[SOURCE DATA]
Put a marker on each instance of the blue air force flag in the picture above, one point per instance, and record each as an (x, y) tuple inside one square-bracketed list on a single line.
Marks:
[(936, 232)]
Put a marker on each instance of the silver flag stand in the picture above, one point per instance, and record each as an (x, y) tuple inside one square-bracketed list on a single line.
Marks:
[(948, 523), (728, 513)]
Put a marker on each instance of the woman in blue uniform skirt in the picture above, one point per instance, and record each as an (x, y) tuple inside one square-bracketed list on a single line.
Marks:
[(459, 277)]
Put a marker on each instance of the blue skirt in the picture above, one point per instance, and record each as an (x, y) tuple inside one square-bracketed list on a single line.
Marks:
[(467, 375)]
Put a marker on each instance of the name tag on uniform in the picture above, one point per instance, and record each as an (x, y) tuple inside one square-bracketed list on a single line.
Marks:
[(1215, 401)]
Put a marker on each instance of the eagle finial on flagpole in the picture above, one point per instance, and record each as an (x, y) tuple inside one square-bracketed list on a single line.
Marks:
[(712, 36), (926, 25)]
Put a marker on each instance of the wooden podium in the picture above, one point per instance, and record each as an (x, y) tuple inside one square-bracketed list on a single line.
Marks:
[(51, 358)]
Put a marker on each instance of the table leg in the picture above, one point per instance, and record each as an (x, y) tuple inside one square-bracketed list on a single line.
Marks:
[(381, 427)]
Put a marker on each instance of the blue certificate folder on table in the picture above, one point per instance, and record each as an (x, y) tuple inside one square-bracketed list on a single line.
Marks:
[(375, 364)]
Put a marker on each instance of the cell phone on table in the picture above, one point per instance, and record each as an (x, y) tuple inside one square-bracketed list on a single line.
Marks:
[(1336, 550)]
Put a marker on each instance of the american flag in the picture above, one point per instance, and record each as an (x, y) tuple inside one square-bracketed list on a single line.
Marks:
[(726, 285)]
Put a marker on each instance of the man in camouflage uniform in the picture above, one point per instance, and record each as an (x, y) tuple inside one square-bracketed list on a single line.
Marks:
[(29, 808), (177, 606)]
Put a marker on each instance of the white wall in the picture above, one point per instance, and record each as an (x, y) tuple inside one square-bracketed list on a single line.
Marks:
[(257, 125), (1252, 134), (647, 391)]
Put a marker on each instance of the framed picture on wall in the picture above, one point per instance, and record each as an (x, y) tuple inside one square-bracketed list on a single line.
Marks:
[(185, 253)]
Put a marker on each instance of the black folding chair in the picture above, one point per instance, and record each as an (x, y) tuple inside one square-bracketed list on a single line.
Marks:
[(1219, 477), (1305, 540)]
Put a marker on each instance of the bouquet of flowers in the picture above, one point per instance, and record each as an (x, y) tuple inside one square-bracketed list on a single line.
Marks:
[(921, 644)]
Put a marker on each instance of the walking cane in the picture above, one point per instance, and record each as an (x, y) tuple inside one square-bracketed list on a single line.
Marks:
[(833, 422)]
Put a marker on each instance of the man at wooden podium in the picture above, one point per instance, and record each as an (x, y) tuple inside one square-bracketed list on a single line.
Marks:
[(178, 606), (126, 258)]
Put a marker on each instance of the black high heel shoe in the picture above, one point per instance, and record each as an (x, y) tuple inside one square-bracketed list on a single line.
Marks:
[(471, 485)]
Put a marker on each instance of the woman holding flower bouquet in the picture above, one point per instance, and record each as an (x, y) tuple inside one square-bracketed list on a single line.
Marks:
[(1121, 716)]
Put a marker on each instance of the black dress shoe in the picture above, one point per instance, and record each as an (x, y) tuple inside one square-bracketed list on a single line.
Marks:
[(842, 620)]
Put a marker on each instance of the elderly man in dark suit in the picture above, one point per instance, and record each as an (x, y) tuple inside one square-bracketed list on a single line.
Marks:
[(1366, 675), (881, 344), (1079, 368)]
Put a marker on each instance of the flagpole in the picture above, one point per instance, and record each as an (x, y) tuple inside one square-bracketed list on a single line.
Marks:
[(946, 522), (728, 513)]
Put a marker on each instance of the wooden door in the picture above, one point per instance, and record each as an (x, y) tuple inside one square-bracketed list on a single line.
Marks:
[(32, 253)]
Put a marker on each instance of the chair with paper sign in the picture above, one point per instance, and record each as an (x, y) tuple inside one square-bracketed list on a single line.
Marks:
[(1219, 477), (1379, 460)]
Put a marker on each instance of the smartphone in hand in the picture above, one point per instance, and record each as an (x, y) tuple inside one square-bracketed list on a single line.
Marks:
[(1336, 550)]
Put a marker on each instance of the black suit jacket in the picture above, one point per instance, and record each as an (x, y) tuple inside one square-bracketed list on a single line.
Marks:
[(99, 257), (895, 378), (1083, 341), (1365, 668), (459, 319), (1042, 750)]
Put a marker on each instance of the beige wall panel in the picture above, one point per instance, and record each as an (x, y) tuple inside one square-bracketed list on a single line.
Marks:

[TASK TO CARRY OUT]
All entries are to be repeated exactly and completely.

[COMPLETED TASK]
Put a marker on each instance of the blue air force flag in the picture above, one point per instance, and record each as an (x, y) tuple inside one square-bracketed list on a single line.
Marks:
[(936, 232)]
Put a marker on each instance of the silver flag stand in the picture above, one point per instance, and record each as an (x, y) tuple inside one square-bracketed list on a single line.
Marks:
[(948, 523), (728, 513)]
Put a marker on each instance of the woman in blue uniform skirt in the picture above, one point per instance, and record each as an (x, y) tuple inside one square-bracketed list on a single line.
Marks:
[(459, 277)]
Put a marker on each instance of the blue skirt in the picture above, one point per instance, and record each as an (x, y) tuple inside one square-bracketed list on a single line.
Marks:
[(467, 375)]
Put a marker on each instance of the name tag on uniform in the picture above, one point per instance, and record each as an (x, y) tuple inside one square-bracketed list on a single line.
Marks:
[(1215, 401)]
Put a marker on each instance of the eagle finial on flagpole in the picture above, one point per instance, and record each as an (x, y) tuple inside one square-bracketed list on a single line.
Marks:
[(712, 36), (926, 25)]
Put a marker on each instance of the wooden podium in the picture above, one point per instance, and record each as an (x, y) tuple inside one square-bracketed list on a single line.
Marks:
[(51, 358)]
Put a marker on each instance of the table leg in the picture above, one point per instance, and record each as an (x, y) tuple inside one square-bracketed list on a single line.
Marks:
[(381, 427)]
Put a marker on each instance of the blue certificate folder on table in the picture above, one point per instance, and record each as an (x, y) tuple inside one square-bracketed list on a single line.
Marks:
[(375, 364)]
Put a marker on each instance of the cell phone on table in the picture above, one point per instance, and record each as an (x, y) tuple inside one square-bracketed list on a single line.
Marks:
[(1336, 550)]
Put a marker on each instance of the american flag in the picture above, one point per instance, and record each as an (x, y) tuple inside one square-bracketed list on a single line.
Marks:
[(726, 285)]
Put a marker on each instance of the man in camouflage uniform in the picture above, one point per instance, and record each as an (x, y) tuple inside one square-bracketed list on a single line.
Marks:
[(29, 808), (177, 606)]
Put a marker on each instance of the white wall in the picture above, one point per instance, and record each as an (x, y) tuple inside one square-bracketed list on a single line.
Marks:
[(257, 125), (1252, 134), (647, 391)]
Put a marker on each instance of the framed picture on wall in the picture above, one point per instance, and record each as an (x, y) tuple inside one square-bracketed list on a single line.
Marks:
[(185, 253)]
Put a marker on each instance of the black folding chair in the picture above, one point per instance, and record each as an (x, y) tuple inside one square-bracketed list on a single line.
Marks:
[(1219, 477), (1305, 540)]
Put a marker on each instance of the bouquet of flowers in the picture above, one point per instance, and record each as an (x, y) tuple inside one square-bracketed list on a single line.
Marks:
[(921, 644)]
Put a marker on each instance of the walking cane in the picture above, one point per instance, and record each as an (x, y) tuple inside one square-bracketed list on a single line.
Marks:
[(833, 422)]
Put a marker on each instance of the man at wooden podium in the picture above, one point per instance, and record each as an (x, y) tuple inside one square-bracketed list on a single line.
Marks:
[(178, 606), (126, 258)]
Put a marker on each instance of the black high heel shoe in the picture above, one point per instance, and record each as an (x, y) tuple inside one square-bracketed list on a single line.
Marks:
[(471, 485)]
Put a marker on each instance of the woman holding flower bouquet in the picture above, one point per instance, and record each as an (x, y) tuple inside one square-bracketed list on a single line.
Marks:
[(1121, 716)]
Put a marker on each instance of the black dress shoe in the picture above, one point per instance, and record each as an (x, y) tuple inside one square-bracketed list on a single line.
Marks:
[(842, 620)]
Put a marker on each instance of the elderly man in dark suit in the picture above, one point per instance, and record each as an (x, y) tuple inside one square-bracketed list on a single line.
Marks:
[(1366, 675), (881, 344), (1079, 368)]
Put a marker on each instance of the flagpole in the picture above, one point per instance, and record each as an (x, y) tuple inside one square-bracketed list on a single line.
Marks:
[(946, 522), (728, 513)]
Put a marker on each instance of the wooden door in the picture above, one point per instance, and record each as an (x, y) tuple inside one square-bracketed list on a single line.
Marks:
[(32, 253)]
Put a marker on each instance of the chair with paper sign in the picture above, one point per instance, and record each as an (x, y) tuple inside one square-bracketed list on a single line.
Marks:
[(1219, 477), (1379, 460)]
Put a marker on each instance of the smartphone in hand in the picture above, one point per instance, and record each as an (x, y) tuple inside one square-bracketed list on a single line.
Marks:
[(1336, 550)]
Put a marker on each instance of the black suit jacket in the picture above, one point per instance, and record each as an (x, y) tuple inside one square-bracketed list on a single line.
Marks:
[(99, 257), (895, 378), (1083, 341), (1365, 668), (459, 319), (1042, 750)]
Put a marker on each instance of the beige wall panel in the picture above, one point per instance, and record each as an (x, y) tuple inside one square-bracketed list on a single line.
Marks:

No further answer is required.